++++ Supplied records ++++

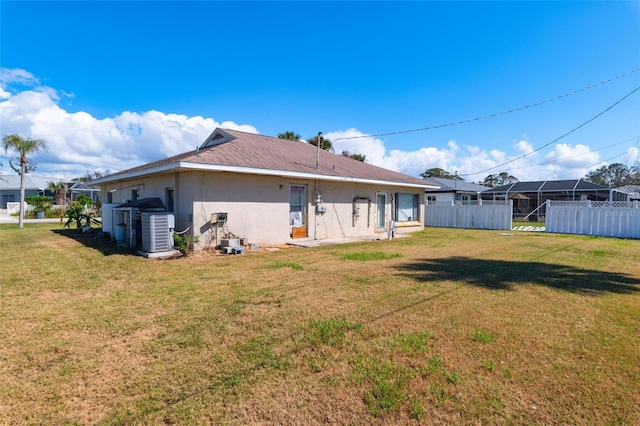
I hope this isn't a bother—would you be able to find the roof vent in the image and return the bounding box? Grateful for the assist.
[200,129,236,149]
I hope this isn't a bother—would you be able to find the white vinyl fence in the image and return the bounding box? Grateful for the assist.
[424,200,513,230]
[545,200,640,238]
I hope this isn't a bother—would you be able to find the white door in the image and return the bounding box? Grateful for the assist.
[376,192,387,232]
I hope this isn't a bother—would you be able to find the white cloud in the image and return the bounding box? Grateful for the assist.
[0,68,39,87]
[544,143,600,169]
[0,69,257,178]
[0,68,616,182]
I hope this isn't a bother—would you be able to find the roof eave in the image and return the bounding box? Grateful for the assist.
[91,161,438,189]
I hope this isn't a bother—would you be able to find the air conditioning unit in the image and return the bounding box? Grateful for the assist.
[141,213,176,253]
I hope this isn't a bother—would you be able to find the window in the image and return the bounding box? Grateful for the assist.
[165,188,174,212]
[396,194,420,222]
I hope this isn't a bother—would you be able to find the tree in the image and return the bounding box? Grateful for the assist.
[420,167,464,180]
[585,163,640,188]
[482,172,518,188]
[307,135,333,152]
[278,130,300,141]
[49,181,69,206]
[2,134,47,228]
[340,151,367,163]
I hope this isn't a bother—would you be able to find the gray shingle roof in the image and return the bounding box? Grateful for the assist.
[92,129,436,187]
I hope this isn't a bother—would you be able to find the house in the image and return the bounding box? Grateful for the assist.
[91,128,440,248]
[69,182,100,203]
[616,185,640,201]
[482,179,626,220]
[425,177,491,203]
[0,174,55,209]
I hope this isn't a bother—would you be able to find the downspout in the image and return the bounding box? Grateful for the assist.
[351,196,371,229]
[313,180,320,240]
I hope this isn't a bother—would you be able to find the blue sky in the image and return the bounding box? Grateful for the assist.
[0,1,640,181]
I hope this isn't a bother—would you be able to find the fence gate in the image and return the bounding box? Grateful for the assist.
[545,200,640,238]
[424,200,513,230]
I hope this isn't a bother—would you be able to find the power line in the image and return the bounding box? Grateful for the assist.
[460,86,640,176]
[332,68,640,142]
[478,136,640,176]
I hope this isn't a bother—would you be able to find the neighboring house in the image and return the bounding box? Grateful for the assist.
[482,179,626,220]
[425,177,491,203]
[91,129,440,248]
[616,185,640,201]
[0,173,54,209]
[69,182,100,202]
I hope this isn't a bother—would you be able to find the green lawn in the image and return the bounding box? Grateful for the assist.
[0,224,640,425]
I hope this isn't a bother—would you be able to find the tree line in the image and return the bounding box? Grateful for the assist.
[278,130,367,163]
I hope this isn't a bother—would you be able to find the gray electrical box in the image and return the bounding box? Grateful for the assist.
[211,213,227,225]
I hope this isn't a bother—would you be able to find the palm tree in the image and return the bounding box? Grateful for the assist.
[2,134,47,228]
[278,130,300,141]
[49,181,69,206]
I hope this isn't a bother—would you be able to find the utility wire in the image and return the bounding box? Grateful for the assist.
[332,68,640,142]
[624,137,640,164]
[480,136,640,176]
[459,86,640,176]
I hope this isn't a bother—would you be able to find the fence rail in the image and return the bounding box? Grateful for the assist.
[424,200,513,230]
[545,201,640,238]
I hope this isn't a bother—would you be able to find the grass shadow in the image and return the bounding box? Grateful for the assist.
[51,228,135,256]
[398,256,640,295]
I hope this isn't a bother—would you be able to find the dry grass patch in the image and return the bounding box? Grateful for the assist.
[0,224,640,425]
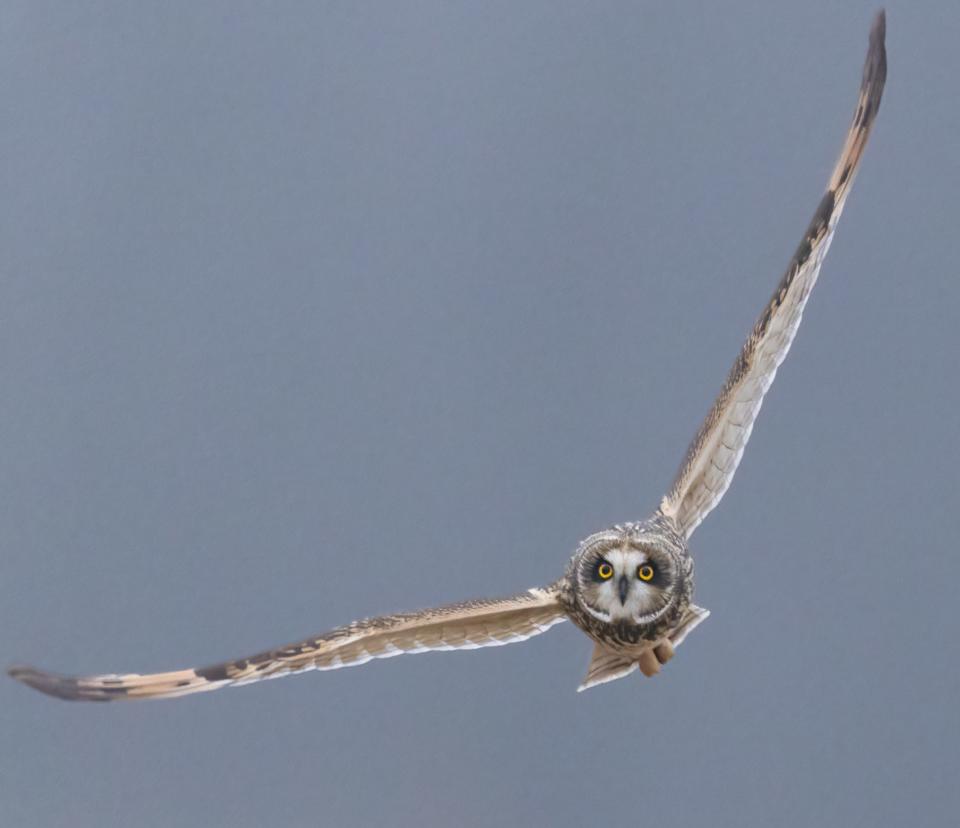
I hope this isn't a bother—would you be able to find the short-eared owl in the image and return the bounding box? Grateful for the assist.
[10,11,887,701]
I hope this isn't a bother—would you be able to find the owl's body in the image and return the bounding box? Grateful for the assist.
[10,12,886,701]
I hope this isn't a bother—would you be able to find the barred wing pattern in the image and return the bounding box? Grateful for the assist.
[660,11,887,538]
[10,587,566,701]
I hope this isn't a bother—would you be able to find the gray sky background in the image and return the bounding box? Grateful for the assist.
[0,0,960,827]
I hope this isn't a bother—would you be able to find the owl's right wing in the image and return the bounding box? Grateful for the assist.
[660,11,887,537]
[9,587,566,701]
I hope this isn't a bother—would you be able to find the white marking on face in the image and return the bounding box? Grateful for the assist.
[599,546,663,621]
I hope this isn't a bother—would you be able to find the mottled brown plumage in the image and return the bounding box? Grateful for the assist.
[10,12,887,701]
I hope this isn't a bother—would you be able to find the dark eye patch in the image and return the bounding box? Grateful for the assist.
[590,558,613,584]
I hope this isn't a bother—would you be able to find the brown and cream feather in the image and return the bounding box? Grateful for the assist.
[10,587,565,701]
[660,11,887,538]
[10,12,887,701]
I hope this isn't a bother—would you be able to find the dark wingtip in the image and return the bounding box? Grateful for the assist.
[863,9,887,88]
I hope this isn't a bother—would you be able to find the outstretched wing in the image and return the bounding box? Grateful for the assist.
[660,11,887,537]
[9,587,565,701]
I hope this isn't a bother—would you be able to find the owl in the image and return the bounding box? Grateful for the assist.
[9,11,887,701]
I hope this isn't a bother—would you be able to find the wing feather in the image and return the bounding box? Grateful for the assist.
[660,11,887,537]
[9,587,565,701]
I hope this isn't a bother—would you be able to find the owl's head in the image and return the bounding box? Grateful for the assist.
[570,524,692,625]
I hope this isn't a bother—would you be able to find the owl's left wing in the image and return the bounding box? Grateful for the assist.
[9,587,566,701]
[660,11,887,537]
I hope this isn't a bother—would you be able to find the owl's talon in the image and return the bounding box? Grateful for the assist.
[637,650,660,678]
[653,641,673,664]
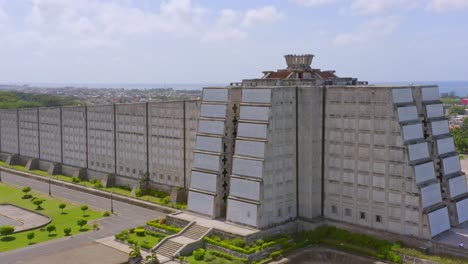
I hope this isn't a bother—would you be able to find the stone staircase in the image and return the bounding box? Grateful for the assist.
[180,224,209,240]
[151,222,213,259]
[155,240,184,258]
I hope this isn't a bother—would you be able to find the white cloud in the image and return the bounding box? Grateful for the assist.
[202,9,247,42]
[293,0,335,7]
[333,16,400,46]
[27,0,205,44]
[350,0,419,16]
[202,6,284,41]
[426,0,468,13]
[242,6,284,27]
[0,6,8,30]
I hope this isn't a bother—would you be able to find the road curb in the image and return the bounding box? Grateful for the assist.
[0,167,180,214]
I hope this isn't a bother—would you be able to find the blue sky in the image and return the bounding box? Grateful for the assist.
[0,0,468,83]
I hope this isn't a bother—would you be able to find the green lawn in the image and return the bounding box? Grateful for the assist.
[0,161,187,209]
[0,183,101,252]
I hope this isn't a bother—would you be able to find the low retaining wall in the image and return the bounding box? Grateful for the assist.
[166,213,190,228]
[145,225,176,236]
[0,167,178,214]
[205,242,281,263]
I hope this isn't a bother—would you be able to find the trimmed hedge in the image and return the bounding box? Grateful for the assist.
[146,220,182,233]
[207,249,249,264]
[205,235,290,255]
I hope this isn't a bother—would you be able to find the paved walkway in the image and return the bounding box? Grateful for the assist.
[14,243,128,264]
[0,172,165,264]
[0,214,22,227]
[171,212,260,236]
[96,236,169,263]
[0,204,50,232]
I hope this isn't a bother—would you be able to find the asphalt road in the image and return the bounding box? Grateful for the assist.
[0,172,165,264]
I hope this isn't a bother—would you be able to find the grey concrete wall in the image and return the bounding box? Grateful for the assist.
[87,105,115,173]
[0,100,201,192]
[39,108,62,163]
[188,87,241,218]
[258,87,297,229]
[148,101,189,190]
[0,109,19,154]
[18,109,39,158]
[116,104,148,179]
[298,87,323,219]
[62,106,87,168]
[324,86,432,238]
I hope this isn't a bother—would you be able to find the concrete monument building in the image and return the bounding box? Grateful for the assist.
[188,55,468,239]
[0,55,468,239]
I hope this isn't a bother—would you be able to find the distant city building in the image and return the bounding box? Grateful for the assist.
[0,55,468,239]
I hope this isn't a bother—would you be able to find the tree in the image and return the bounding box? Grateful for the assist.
[33,199,44,210]
[0,225,15,237]
[76,219,88,231]
[460,118,468,131]
[81,204,88,216]
[59,203,67,214]
[26,232,36,244]
[46,225,57,236]
[22,186,31,199]
[63,227,71,236]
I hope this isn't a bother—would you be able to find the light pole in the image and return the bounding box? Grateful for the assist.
[111,189,114,214]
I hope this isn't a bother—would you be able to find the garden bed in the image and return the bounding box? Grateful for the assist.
[0,184,102,252]
[0,161,187,209]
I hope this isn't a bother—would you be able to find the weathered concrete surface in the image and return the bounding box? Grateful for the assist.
[460,157,468,174]
[282,247,385,264]
[12,243,128,264]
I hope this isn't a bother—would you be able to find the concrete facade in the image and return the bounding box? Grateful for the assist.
[0,55,468,239]
[0,100,200,192]
[18,109,40,158]
[0,109,19,154]
[185,53,468,239]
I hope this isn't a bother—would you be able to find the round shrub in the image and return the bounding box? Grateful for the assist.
[270,251,281,260]
[231,237,246,248]
[135,228,145,236]
[193,248,206,260]
[255,239,265,247]
[63,227,71,236]
[0,225,15,236]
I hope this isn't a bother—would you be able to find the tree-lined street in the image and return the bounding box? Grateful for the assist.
[0,172,164,264]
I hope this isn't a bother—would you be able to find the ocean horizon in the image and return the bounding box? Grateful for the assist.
[2,80,468,97]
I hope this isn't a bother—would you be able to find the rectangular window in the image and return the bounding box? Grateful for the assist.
[345,208,352,216]
[375,215,382,223]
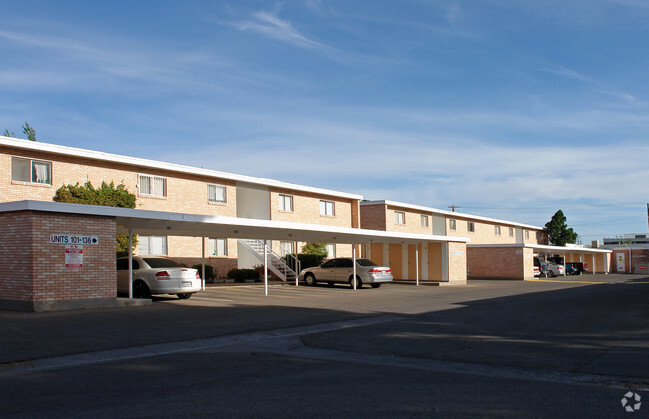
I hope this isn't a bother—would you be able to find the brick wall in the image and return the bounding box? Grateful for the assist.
[0,211,117,311]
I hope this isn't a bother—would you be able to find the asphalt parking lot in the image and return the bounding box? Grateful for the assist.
[0,275,649,417]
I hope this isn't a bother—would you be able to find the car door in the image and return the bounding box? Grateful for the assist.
[336,259,354,282]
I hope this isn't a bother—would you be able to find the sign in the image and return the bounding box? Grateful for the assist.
[65,245,83,269]
[50,234,99,245]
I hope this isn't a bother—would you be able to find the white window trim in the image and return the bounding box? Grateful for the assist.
[207,183,228,204]
[320,200,336,217]
[279,194,293,212]
[137,173,169,198]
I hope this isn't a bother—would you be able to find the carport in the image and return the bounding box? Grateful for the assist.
[0,201,468,311]
[467,243,612,279]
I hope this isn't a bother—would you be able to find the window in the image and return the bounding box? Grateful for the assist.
[320,201,336,217]
[279,194,293,212]
[11,157,52,185]
[207,239,228,257]
[279,241,295,257]
[207,184,228,204]
[138,175,167,197]
[327,243,336,258]
[138,236,167,255]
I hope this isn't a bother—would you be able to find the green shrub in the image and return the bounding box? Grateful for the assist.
[228,268,259,282]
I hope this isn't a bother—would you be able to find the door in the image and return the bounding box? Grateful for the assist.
[617,253,626,273]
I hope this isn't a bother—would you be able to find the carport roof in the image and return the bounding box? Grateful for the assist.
[0,200,469,244]
[468,243,612,254]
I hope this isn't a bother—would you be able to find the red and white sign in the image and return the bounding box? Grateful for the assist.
[65,246,83,269]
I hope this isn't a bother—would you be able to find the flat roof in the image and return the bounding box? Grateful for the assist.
[361,200,543,230]
[0,200,469,244]
[467,243,612,254]
[0,136,363,200]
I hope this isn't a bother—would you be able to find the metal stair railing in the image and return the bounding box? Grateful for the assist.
[239,239,300,281]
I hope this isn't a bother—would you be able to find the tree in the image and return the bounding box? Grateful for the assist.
[302,243,328,258]
[545,210,578,246]
[23,122,36,141]
[54,182,137,257]
[2,122,36,141]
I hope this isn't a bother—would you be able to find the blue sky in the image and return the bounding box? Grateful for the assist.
[0,0,649,243]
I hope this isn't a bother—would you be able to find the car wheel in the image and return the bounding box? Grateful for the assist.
[349,277,363,289]
[304,274,318,287]
[133,280,151,298]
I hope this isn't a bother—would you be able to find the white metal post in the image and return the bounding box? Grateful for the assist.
[264,240,268,295]
[352,245,356,289]
[415,248,419,286]
[128,227,133,298]
[201,237,205,291]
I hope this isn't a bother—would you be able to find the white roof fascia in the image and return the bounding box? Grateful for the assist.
[0,200,469,244]
[361,201,543,230]
[467,243,611,253]
[0,136,363,200]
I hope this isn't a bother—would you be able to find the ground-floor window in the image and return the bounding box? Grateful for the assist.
[208,239,228,257]
[138,236,167,255]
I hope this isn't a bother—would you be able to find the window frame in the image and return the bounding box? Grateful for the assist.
[207,237,228,258]
[278,194,294,212]
[207,183,228,204]
[11,156,53,186]
[320,199,336,217]
[137,173,169,198]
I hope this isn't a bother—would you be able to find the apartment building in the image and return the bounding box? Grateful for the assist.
[0,137,362,277]
[360,201,610,279]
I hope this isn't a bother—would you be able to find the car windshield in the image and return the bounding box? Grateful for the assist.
[356,259,379,266]
[144,258,184,268]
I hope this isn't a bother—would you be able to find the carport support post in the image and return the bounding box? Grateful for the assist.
[201,237,205,291]
[415,243,419,286]
[264,240,268,295]
[128,227,133,298]
[352,244,356,289]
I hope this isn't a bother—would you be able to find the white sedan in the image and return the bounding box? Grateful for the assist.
[117,256,201,300]
[300,258,393,288]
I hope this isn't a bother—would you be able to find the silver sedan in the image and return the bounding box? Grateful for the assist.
[117,256,202,300]
[300,258,393,288]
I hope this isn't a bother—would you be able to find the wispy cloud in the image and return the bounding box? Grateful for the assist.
[233,11,330,51]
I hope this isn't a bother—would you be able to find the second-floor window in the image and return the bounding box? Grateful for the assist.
[207,184,228,204]
[11,157,52,185]
[208,239,228,257]
[279,194,293,212]
[137,236,167,255]
[138,175,167,198]
[320,201,336,217]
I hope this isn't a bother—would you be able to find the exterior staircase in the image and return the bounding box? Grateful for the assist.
[239,239,300,282]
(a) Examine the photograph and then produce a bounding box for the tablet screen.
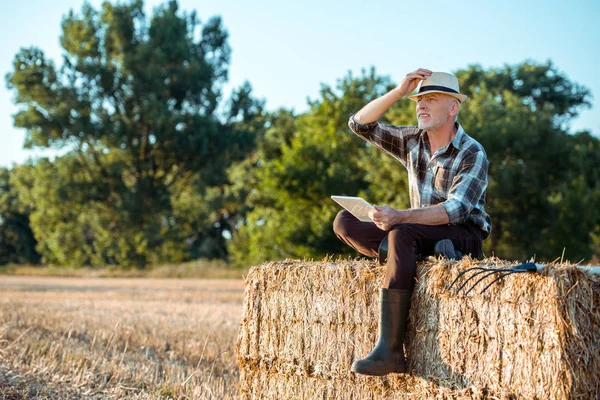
[331,196,373,222]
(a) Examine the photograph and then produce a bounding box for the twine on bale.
[237,258,600,399]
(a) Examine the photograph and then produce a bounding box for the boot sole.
[350,365,406,376]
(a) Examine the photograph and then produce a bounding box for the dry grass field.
[0,276,243,400]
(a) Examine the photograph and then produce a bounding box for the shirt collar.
[450,122,465,150]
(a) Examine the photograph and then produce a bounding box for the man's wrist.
[394,210,406,225]
[392,87,408,100]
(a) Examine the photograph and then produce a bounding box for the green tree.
[457,62,589,259]
[230,62,600,264]
[6,0,262,267]
[0,168,40,265]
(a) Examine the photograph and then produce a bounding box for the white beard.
[417,116,450,131]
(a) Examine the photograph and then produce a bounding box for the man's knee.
[388,224,416,246]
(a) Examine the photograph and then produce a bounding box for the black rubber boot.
[377,236,387,265]
[351,289,411,376]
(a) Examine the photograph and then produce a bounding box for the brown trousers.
[333,210,483,289]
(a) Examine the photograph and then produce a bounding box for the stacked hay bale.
[237,259,600,399]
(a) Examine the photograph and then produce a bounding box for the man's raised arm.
[354,68,431,125]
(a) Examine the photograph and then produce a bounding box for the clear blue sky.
[0,0,600,166]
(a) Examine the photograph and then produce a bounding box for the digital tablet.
[331,196,374,222]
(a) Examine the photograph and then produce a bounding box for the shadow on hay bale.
[237,259,600,399]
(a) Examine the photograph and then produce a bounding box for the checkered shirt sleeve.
[348,115,419,166]
[441,146,489,224]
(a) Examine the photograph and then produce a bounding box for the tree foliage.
[0,0,600,267]
[6,1,262,266]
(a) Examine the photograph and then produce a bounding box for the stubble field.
[0,276,243,399]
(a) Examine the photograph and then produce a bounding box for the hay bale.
[237,259,600,399]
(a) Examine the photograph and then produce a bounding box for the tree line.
[0,0,600,268]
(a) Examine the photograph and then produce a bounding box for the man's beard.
[417,114,450,131]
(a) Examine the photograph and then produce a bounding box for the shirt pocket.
[433,164,454,201]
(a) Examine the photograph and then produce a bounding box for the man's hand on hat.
[396,68,432,97]
[369,206,401,231]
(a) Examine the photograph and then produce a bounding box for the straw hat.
[408,72,467,103]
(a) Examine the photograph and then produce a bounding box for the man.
[333,69,491,376]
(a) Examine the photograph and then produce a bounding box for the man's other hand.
[369,206,400,231]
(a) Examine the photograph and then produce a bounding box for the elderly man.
[333,69,491,376]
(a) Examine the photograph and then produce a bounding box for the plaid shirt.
[348,116,492,237]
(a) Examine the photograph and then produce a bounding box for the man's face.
[416,93,454,130]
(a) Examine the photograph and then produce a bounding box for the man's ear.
[450,100,460,117]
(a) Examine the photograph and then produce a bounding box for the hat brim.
[408,90,467,103]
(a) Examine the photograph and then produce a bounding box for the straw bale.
[237,258,600,399]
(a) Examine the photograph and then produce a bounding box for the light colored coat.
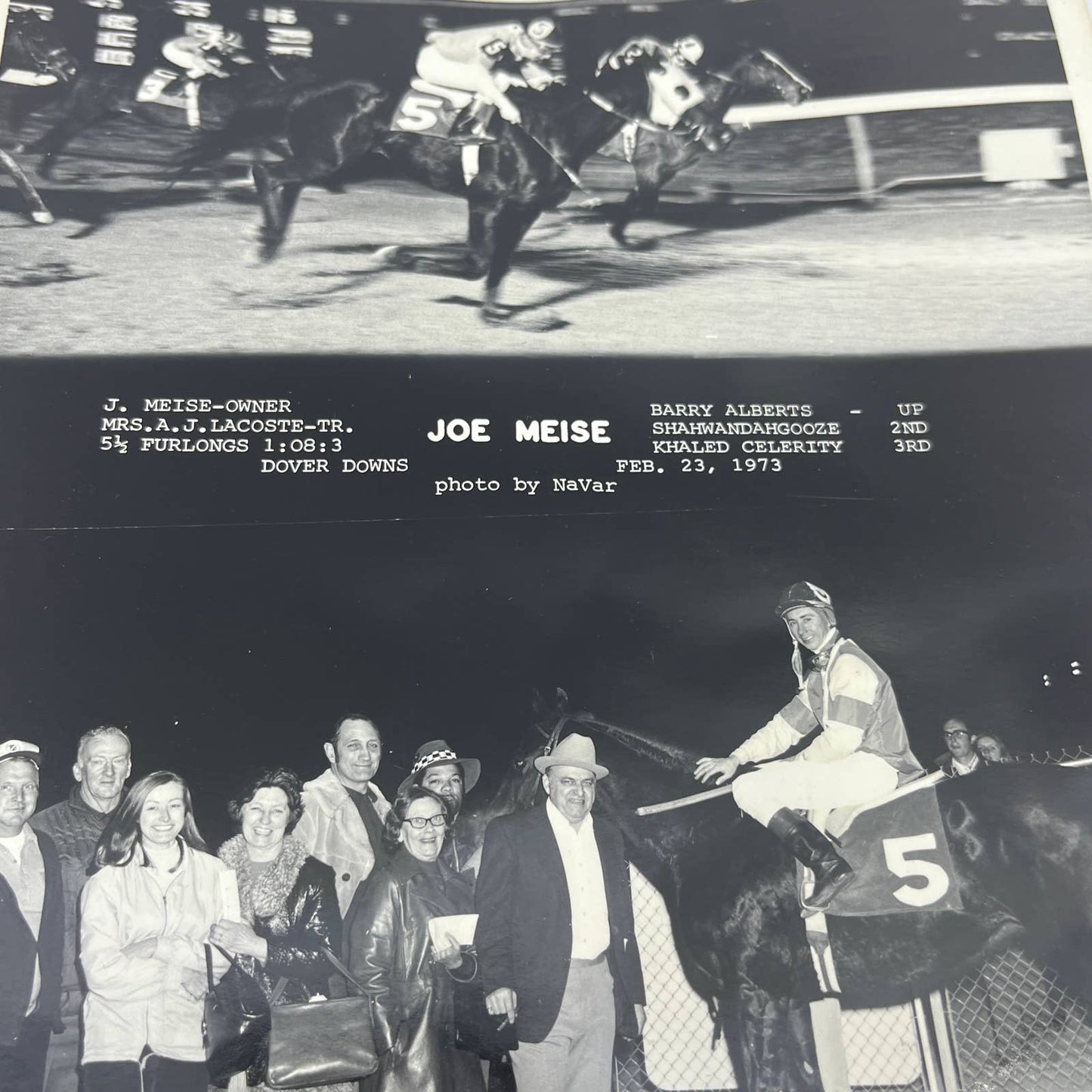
[79,846,230,1063]
[292,770,391,917]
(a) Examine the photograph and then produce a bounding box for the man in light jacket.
[294,713,391,917]
[0,739,64,1092]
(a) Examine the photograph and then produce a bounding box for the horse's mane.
[572,713,700,773]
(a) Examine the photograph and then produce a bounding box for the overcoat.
[474,803,645,1043]
[345,847,485,1092]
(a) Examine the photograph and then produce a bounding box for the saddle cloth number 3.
[883,834,951,906]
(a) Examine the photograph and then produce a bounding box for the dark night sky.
[0,500,1092,839]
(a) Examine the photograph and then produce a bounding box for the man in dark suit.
[0,739,64,1092]
[475,735,645,1092]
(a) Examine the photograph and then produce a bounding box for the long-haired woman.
[79,770,233,1092]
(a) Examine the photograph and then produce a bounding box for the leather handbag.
[201,945,270,1087]
[265,949,379,1089]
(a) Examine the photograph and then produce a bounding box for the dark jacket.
[255,856,342,1004]
[0,829,64,1047]
[474,804,645,1043]
[933,751,986,778]
[346,849,484,1092]
[30,783,113,1004]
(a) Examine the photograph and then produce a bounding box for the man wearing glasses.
[937,716,982,778]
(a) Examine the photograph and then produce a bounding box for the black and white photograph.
[0,351,1092,1092]
[0,0,1092,358]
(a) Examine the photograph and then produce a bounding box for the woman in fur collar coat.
[345,785,485,1092]
[211,770,354,1092]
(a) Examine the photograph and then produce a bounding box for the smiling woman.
[79,771,226,1092]
[209,769,351,1092]
[345,785,484,1092]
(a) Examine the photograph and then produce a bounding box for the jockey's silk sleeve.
[732,697,815,763]
[800,655,880,763]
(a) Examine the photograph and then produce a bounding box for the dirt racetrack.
[0,150,1092,357]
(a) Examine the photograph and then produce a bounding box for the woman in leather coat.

++++

Task details:
Rewrite the listing from the line with "the boot sole." up to and including the line with "[0,168,40,265]", keeping every request line unchanged and adding 27 to each number in the bounding-box coordinates of the answers. Give only those lines.

Worked answer:
(a) Examine the photograph and then produce a bounding box for the boot sole.
[377,392,433,403]
(a) Examine the photograph and then produce a bounding box for the dry grass field.
[27,303,270,427]
(a) Examine the photograph and then produce a bounding box for the shirt collar.
[477,149,492,177]
(a) Examine the photograph and then produce a bounding box for the man's wrist.
[421,237,433,252]
[419,114,435,127]
(a) Examine the photograph and then produce a bounding box for the green tree.
[484,89,616,286]
[257,89,627,291]
[33,27,289,294]
[27,195,67,292]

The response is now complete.